Given passage
Symptoms:
Loss of connectivity is observed for VMs which have been vMotioned.
In the controller toragent.log, this will be the physical primary for the ToR in question, there will be repeated errors like the following:
2019-06-14 12:43:48,054 | DEBUG | nioEventLoopGroup-3-1 | JsonRpcEndpoint | Response : {"id":"1be28e7a-e548-41b2-####-############","result":[{"count":1},{},{"details":"Table Ucast_Macs_Remote column locator row d2e2f641-b925-42d7-####-########## references nonexistent row 22054b92-7c1c-4622-####-######## in table Physical_Locator.","error":"referential integrity violation"}],"error":null}
2019-06-14 12:43:48,155 | ERROR | pool-6-thread-10 | TorInorderMessageProcessor | Error when processing a QueueElement com.vmware.toragent.tormgr.util.TransactionException: ExceptionMessage: Error updating rowOperationsRequested: 2OperationsExecuted: 3 at com.vmware.toragent.tormgr.southbound.TorClient.executeTransaction(TorClient.java:2012) at com.vmware.toragent.tormgr.southbound.TorClient.executeTransaction(TorClient.java:1984) at com.vmware.toragent.tormgr.southbound.UcastMacEvent.updateUcastMacRemoteRow(UcastMacEvent.java:132) at com.vmware.toragent.tormgr.southbound.UcastMacEvent.processUpdate(UcastMacEvent.java:73) at com.vmware.toragent.tormgr.southbound.SouthboundEvent.processElement(SouthboundEvent.java:79) at com.vmware.toragent.tormgr.lib.TorInorderMessageProcessor$TorInorderQueueElement.processElement(TorInorderMessageProcessor.java:261) at com.vmware.toragent.tormgr.lib.QueueElementRunner.run(TorQueueElementProcessor.java:78) at java.util.concurrent.Executors$RunnableAdapter.call(Executors.java:511) at java.util.concurrent.FutureTask.run(FutureTask.java:266) at java.util.concurrent.ScheduledThreadPoolExecutor$ScheduledFutureTask.access$201(ScheduledThreadPoolExecutor.java:180) at java.util.concurrent.ScheduledThreadPoolExecutor$ScheduledFutureTask.run(ScheduledThreadPoolExecutor.java:293) at java.util.concurrent.ThreadPoolExecutor.runWorker(ThreadPoolExecutor.java:1149) at java.util.concurrent.ThreadPoolExecutor$Worker.run(ThreadPoolExecutor.java:624) at java.lang.Thread.run(Thread.java:748)

Supplied entries
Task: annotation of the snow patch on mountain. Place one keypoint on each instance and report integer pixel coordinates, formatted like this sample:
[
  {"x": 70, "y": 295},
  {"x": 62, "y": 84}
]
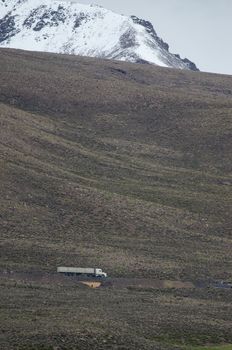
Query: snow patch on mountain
[{"x": 86, "y": 30}]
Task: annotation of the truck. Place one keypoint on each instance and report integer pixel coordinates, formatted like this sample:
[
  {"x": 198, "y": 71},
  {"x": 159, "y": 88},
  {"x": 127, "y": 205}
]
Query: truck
[{"x": 82, "y": 271}]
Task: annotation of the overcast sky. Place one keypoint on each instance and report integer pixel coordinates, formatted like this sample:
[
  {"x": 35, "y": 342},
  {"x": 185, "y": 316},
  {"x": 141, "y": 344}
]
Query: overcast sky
[{"x": 200, "y": 30}]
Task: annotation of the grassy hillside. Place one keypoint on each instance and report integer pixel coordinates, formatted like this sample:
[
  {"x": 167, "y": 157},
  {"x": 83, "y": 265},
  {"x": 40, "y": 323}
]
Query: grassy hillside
[{"x": 122, "y": 166}]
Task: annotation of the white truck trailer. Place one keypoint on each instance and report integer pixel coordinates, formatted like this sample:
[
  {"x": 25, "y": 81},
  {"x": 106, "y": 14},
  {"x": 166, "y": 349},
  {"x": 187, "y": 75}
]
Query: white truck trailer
[{"x": 81, "y": 271}]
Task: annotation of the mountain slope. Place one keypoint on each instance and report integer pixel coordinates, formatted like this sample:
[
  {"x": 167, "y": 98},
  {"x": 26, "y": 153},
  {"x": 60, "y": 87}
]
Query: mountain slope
[
  {"x": 86, "y": 30},
  {"x": 122, "y": 166}
]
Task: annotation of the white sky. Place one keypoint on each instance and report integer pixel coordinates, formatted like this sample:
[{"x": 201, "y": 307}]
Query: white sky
[{"x": 200, "y": 30}]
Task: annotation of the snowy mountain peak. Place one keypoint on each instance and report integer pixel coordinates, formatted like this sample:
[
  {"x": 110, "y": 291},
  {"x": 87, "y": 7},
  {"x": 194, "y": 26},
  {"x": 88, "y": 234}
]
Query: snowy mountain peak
[{"x": 87, "y": 30}]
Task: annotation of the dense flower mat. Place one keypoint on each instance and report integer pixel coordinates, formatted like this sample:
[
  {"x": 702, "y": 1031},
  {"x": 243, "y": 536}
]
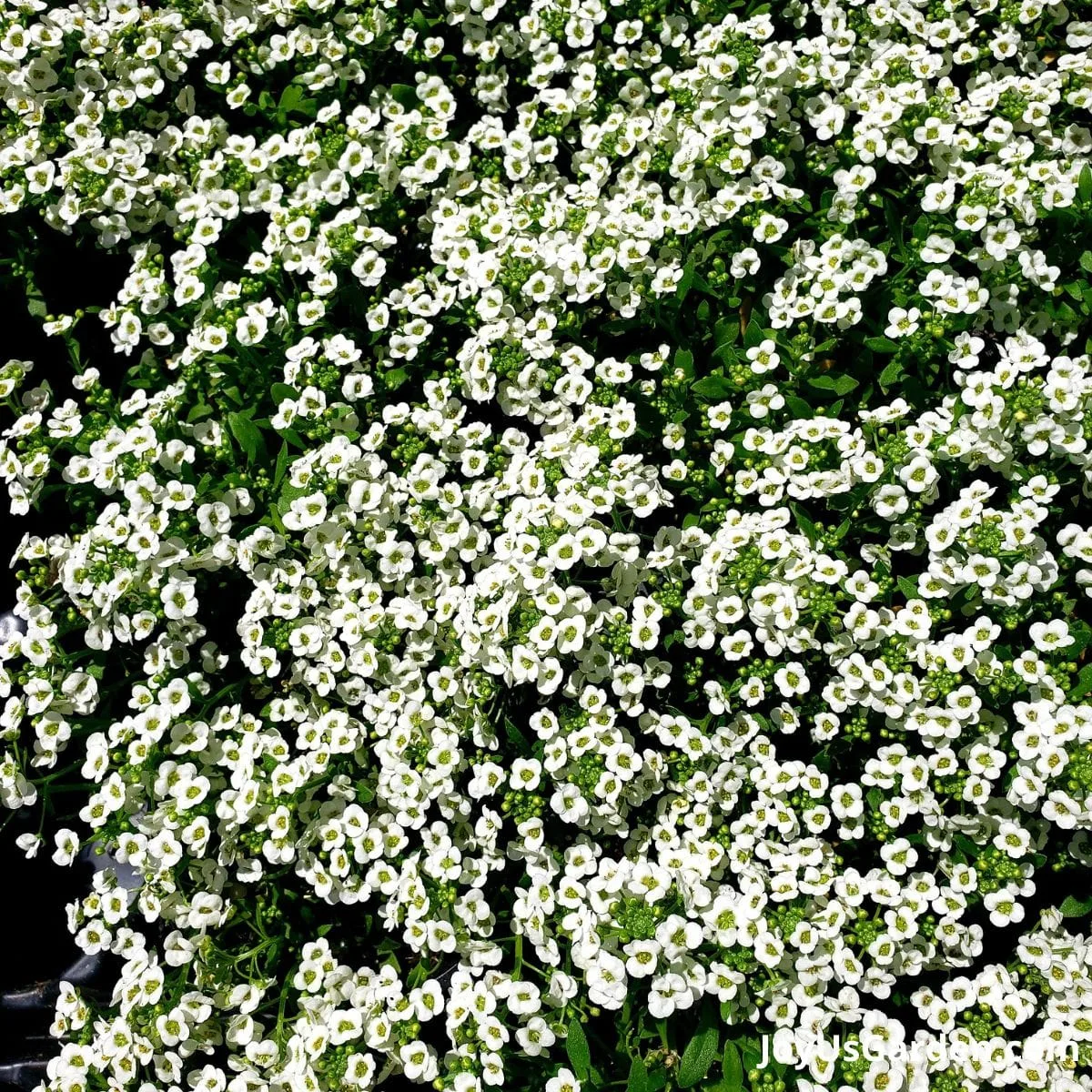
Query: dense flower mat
[{"x": 585, "y": 561}]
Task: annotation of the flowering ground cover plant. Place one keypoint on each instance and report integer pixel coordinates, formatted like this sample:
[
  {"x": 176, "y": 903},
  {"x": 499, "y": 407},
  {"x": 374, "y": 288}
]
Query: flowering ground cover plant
[{"x": 574, "y": 562}]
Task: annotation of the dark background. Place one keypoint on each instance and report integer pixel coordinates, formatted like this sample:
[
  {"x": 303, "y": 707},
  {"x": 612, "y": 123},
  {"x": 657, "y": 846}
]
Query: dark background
[{"x": 69, "y": 273}]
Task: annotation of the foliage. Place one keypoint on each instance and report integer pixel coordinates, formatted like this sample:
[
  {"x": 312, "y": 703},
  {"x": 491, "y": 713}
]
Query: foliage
[{"x": 574, "y": 566}]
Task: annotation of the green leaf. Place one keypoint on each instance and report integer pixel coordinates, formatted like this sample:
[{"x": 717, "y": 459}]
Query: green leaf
[
  {"x": 698, "y": 1057},
  {"x": 909, "y": 588},
  {"x": 282, "y": 465},
  {"x": 1084, "y": 685},
  {"x": 396, "y": 378},
  {"x": 638, "y": 1077},
  {"x": 1074, "y": 907},
  {"x": 1085, "y": 184},
  {"x": 405, "y": 96},
  {"x": 713, "y": 388},
  {"x": 246, "y": 432},
  {"x": 882, "y": 344},
  {"x": 805, "y": 524},
  {"x": 685, "y": 282},
  {"x": 733, "y": 1067},
  {"x": 891, "y": 375},
  {"x": 840, "y": 385},
  {"x": 798, "y": 408},
  {"x": 576, "y": 1047},
  {"x": 753, "y": 336}
]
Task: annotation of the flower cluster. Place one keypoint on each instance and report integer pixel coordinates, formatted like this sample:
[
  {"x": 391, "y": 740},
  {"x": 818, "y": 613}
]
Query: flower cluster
[{"x": 589, "y": 541}]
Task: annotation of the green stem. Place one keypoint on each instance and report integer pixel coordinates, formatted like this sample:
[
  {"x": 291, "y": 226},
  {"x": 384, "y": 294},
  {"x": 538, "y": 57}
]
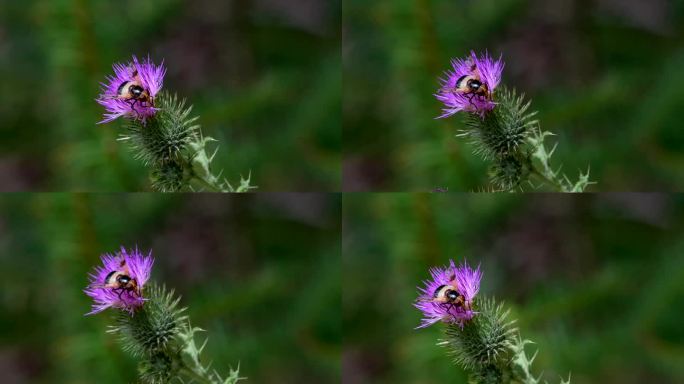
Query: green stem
[
  {"x": 548, "y": 180},
  {"x": 211, "y": 187}
]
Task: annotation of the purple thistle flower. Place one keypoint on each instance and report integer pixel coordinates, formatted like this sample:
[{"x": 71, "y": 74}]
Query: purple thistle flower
[
  {"x": 126, "y": 264},
  {"x": 483, "y": 69},
  {"x": 148, "y": 78},
  {"x": 466, "y": 283}
]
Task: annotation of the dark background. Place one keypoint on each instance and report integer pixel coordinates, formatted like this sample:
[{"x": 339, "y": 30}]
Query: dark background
[
  {"x": 605, "y": 75},
  {"x": 264, "y": 76},
  {"x": 260, "y": 273},
  {"x": 596, "y": 282}
]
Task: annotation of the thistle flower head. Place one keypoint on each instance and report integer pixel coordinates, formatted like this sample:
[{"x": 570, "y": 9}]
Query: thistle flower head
[
  {"x": 461, "y": 282},
  {"x": 130, "y": 92},
  {"x": 119, "y": 281},
  {"x": 457, "y": 92}
]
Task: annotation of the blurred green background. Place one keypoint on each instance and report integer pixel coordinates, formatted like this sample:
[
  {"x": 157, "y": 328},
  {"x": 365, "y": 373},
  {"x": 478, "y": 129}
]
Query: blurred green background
[
  {"x": 260, "y": 273},
  {"x": 606, "y": 76},
  {"x": 596, "y": 281},
  {"x": 263, "y": 75}
]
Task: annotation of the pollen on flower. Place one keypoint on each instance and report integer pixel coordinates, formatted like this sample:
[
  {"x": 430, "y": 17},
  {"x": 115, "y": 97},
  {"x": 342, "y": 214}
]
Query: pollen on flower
[
  {"x": 130, "y": 92},
  {"x": 448, "y": 295},
  {"x": 469, "y": 86},
  {"x": 119, "y": 281}
]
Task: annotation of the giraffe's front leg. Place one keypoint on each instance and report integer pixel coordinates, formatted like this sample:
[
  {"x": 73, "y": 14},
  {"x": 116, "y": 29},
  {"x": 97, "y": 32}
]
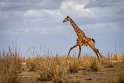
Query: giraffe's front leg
[
  {"x": 79, "y": 52},
  {"x": 71, "y": 49}
]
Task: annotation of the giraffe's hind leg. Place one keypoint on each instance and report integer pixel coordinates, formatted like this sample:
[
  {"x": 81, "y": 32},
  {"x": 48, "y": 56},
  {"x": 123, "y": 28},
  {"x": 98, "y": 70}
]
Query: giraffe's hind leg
[
  {"x": 92, "y": 46},
  {"x": 71, "y": 49}
]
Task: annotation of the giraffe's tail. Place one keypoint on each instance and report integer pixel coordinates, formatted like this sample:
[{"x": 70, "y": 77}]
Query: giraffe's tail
[{"x": 93, "y": 40}]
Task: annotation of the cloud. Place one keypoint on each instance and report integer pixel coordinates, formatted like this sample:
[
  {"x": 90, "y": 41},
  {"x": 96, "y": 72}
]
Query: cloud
[{"x": 104, "y": 3}]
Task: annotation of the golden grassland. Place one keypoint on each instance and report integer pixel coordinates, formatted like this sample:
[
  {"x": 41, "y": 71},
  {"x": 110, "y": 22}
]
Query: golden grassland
[{"x": 56, "y": 69}]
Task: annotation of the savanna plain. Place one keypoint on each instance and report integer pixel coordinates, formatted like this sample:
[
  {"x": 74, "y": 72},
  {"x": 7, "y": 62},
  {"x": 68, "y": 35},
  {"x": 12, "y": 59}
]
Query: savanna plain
[{"x": 57, "y": 69}]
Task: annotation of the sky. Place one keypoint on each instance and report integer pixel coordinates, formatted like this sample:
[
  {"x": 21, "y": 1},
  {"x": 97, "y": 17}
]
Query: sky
[{"x": 36, "y": 26}]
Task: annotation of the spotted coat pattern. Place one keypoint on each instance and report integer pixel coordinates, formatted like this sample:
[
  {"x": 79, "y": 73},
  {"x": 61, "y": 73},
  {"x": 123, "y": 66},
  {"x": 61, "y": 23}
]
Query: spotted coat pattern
[{"x": 82, "y": 39}]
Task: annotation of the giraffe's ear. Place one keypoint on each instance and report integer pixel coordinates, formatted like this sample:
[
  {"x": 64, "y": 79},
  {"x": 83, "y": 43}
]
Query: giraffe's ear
[{"x": 68, "y": 17}]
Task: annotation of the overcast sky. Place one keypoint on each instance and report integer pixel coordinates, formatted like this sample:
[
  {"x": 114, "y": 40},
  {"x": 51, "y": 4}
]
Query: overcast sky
[{"x": 36, "y": 25}]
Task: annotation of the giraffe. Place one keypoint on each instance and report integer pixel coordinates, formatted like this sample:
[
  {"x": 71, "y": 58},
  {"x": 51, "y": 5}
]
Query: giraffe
[{"x": 82, "y": 39}]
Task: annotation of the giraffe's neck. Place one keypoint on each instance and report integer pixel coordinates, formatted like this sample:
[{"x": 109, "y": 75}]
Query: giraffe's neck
[{"x": 77, "y": 30}]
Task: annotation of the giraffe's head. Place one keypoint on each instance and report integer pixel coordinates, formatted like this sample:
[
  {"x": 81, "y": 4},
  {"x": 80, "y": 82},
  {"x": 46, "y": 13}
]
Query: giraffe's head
[{"x": 67, "y": 19}]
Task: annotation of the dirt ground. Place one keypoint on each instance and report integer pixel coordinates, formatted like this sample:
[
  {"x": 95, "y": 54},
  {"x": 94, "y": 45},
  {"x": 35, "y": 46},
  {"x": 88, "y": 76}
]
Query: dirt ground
[{"x": 103, "y": 75}]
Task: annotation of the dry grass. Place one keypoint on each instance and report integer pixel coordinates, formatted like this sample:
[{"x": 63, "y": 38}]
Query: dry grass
[
  {"x": 9, "y": 66},
  {"x": 52, "y": 68}
]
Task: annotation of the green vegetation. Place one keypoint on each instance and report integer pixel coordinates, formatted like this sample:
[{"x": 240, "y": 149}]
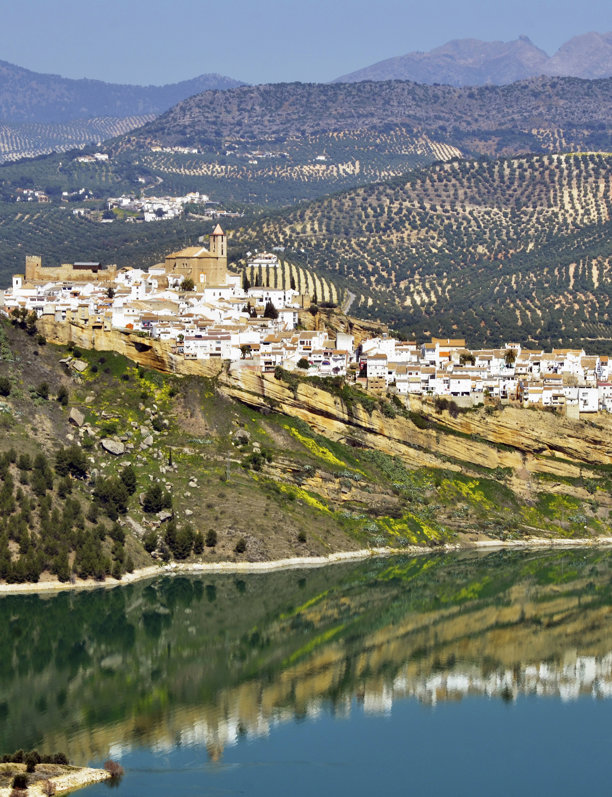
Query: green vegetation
[{"x": 69, "y": 509}]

Brief
In the symptoms section, rewrite the paragraph that begins "In the controller toragent.log" more briefly, keeping its main facts.

Reply
Repeated errors like those in the log lines appear in toragent.log on the controller that is the physical primary for the affected ToR.